Required action
Each line from the one that contains "Practice step: put one dot on the white sign" to the end of the entries must be copied word for word, and only those lines.

[Stored items]

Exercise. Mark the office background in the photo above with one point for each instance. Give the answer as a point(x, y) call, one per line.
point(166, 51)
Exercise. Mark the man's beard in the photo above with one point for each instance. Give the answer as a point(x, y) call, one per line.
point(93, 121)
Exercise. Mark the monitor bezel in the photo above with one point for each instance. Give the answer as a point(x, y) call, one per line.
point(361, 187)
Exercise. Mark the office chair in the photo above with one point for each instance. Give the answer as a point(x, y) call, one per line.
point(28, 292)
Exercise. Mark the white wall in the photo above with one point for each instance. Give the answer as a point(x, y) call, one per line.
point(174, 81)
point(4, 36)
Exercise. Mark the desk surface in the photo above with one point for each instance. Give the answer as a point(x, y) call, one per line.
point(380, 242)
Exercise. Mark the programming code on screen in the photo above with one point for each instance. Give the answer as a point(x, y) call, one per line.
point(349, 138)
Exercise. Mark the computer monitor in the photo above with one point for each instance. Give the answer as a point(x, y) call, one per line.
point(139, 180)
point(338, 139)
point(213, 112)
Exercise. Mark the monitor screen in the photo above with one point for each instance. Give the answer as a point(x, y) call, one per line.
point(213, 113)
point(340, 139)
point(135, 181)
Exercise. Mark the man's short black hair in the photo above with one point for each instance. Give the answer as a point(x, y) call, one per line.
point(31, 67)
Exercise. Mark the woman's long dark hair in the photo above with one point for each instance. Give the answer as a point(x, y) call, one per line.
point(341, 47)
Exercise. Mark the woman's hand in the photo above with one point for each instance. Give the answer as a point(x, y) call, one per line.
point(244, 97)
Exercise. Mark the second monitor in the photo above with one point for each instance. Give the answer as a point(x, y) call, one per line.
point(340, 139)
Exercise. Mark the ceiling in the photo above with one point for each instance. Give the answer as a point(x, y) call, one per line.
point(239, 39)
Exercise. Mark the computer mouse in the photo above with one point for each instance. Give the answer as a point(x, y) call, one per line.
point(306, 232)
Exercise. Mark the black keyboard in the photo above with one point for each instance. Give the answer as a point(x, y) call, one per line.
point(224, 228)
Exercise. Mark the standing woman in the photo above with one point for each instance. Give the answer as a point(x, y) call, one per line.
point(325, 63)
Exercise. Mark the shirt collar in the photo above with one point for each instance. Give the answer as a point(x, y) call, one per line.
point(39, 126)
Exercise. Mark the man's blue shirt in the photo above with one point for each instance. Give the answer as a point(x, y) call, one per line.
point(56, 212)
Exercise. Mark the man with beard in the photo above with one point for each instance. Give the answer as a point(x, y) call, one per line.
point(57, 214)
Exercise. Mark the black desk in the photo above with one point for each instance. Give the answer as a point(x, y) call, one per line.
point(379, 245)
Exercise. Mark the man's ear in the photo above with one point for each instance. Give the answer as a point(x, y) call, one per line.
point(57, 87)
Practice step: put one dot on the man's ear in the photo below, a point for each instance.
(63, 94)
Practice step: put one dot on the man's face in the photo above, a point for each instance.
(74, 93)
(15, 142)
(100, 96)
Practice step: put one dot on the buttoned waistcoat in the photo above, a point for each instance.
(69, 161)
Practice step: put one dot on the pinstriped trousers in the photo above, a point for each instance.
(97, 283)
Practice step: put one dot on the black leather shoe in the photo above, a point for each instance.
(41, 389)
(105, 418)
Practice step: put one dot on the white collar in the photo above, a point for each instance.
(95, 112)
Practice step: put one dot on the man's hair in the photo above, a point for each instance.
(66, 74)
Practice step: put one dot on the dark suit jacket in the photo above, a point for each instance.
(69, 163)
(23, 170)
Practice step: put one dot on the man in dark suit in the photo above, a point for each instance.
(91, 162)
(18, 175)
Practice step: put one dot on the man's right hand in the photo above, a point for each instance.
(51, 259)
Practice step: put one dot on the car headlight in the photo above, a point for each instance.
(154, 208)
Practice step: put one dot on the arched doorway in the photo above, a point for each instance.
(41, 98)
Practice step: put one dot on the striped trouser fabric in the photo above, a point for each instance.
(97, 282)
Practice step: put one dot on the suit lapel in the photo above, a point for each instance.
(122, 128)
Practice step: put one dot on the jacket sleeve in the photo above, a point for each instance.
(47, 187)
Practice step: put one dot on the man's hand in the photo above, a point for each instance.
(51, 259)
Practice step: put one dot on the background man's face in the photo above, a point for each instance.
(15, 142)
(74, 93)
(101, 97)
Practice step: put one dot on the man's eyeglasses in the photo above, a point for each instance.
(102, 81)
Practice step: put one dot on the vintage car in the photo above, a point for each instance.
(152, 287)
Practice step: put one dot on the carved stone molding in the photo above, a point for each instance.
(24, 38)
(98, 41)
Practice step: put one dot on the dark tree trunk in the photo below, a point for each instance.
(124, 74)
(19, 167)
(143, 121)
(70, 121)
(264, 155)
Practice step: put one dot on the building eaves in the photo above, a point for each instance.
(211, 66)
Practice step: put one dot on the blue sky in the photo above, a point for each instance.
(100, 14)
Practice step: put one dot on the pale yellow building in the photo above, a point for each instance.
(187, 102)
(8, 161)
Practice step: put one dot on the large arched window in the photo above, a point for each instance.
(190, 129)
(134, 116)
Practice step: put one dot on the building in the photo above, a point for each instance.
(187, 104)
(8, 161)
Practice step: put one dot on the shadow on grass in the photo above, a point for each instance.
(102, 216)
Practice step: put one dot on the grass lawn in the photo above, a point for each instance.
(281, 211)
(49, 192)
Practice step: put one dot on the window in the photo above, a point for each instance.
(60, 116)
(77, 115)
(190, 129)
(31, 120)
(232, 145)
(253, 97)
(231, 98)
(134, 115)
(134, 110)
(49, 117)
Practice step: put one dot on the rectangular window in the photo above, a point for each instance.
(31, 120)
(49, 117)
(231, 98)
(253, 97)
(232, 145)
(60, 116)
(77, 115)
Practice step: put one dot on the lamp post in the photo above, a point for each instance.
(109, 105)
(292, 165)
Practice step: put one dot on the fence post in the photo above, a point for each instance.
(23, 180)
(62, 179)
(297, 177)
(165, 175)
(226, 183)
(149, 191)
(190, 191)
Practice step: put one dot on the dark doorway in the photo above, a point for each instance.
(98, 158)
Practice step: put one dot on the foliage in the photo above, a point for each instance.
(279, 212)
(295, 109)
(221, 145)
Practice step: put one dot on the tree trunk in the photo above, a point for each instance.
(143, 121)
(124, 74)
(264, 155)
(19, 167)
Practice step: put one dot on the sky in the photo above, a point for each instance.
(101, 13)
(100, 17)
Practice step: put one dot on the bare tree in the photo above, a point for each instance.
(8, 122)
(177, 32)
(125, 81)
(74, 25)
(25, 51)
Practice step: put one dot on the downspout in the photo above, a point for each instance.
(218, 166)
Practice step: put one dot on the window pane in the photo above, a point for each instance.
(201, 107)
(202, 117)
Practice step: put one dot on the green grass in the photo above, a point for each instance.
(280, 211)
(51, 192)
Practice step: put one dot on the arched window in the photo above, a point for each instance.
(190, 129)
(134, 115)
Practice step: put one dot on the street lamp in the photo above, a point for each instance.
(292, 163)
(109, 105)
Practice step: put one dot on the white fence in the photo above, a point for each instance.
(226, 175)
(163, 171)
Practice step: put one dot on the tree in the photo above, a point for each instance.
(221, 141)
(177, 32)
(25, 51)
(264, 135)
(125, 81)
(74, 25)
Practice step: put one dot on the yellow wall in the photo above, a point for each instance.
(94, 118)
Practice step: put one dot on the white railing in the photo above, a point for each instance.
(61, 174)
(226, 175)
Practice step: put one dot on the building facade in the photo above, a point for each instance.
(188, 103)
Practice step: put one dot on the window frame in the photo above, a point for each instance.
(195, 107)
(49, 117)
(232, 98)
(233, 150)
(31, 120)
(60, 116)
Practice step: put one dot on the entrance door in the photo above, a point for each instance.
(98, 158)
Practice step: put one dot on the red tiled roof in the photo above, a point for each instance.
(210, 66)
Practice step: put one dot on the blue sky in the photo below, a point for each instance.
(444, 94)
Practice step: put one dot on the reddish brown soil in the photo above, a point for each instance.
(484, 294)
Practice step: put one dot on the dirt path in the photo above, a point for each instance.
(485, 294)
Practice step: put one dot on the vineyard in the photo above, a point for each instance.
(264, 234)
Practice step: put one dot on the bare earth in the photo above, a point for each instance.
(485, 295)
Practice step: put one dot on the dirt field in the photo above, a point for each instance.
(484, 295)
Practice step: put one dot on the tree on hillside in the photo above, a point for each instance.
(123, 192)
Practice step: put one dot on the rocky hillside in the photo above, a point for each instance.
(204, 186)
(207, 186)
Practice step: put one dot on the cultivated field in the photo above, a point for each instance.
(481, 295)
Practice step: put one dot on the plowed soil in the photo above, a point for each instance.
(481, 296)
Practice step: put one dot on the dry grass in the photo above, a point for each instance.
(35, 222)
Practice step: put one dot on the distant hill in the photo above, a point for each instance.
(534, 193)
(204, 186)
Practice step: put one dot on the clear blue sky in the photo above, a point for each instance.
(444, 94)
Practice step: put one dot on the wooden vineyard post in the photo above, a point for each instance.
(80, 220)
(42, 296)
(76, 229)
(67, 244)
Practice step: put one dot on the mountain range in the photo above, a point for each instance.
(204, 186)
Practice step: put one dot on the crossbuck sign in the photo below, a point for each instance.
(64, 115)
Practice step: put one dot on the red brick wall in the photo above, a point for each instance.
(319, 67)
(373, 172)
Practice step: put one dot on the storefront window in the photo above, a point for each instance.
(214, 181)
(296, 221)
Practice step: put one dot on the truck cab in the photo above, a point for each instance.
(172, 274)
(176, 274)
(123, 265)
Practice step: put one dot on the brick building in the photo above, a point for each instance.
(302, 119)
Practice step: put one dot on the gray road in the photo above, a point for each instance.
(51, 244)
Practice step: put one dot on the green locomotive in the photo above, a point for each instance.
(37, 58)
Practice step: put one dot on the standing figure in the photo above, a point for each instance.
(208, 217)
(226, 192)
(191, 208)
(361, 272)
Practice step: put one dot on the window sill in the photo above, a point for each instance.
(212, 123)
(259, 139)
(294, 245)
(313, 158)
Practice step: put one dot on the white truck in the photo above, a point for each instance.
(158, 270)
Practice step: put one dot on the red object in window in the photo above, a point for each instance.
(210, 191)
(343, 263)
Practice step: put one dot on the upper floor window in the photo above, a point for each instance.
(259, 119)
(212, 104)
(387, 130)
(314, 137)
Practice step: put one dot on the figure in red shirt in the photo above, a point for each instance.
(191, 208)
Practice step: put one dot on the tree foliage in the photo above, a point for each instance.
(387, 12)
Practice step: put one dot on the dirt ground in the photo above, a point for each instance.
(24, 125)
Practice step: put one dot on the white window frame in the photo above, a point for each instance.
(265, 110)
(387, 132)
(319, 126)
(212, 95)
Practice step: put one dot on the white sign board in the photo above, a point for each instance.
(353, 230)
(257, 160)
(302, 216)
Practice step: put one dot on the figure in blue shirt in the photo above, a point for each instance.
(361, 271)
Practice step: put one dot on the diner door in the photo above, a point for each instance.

Solution
Practice step: put one dot on the white sign board in the photo above, a point for each instance.
(353, 230)
(257, 160)
(302, 216)
Practice step: put one dot on the figure in blue shirt in the photo above, a point for each instance.
(361, 271)
Practice step: put one dot on the diner door in the photo above, a point for each instance.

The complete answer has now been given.